Aim of the task
Copy each of the items below word for word, keeping every line unchanged.

Point annotation records:
----------------

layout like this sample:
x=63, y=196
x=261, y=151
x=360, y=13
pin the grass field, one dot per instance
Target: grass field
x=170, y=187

----------------

Full response
layout like this sample:
x=63, y=196
x=261, y=151
x=360, y=13
pin the grass field, one dot per instance
Target: grass field
x=170, y=187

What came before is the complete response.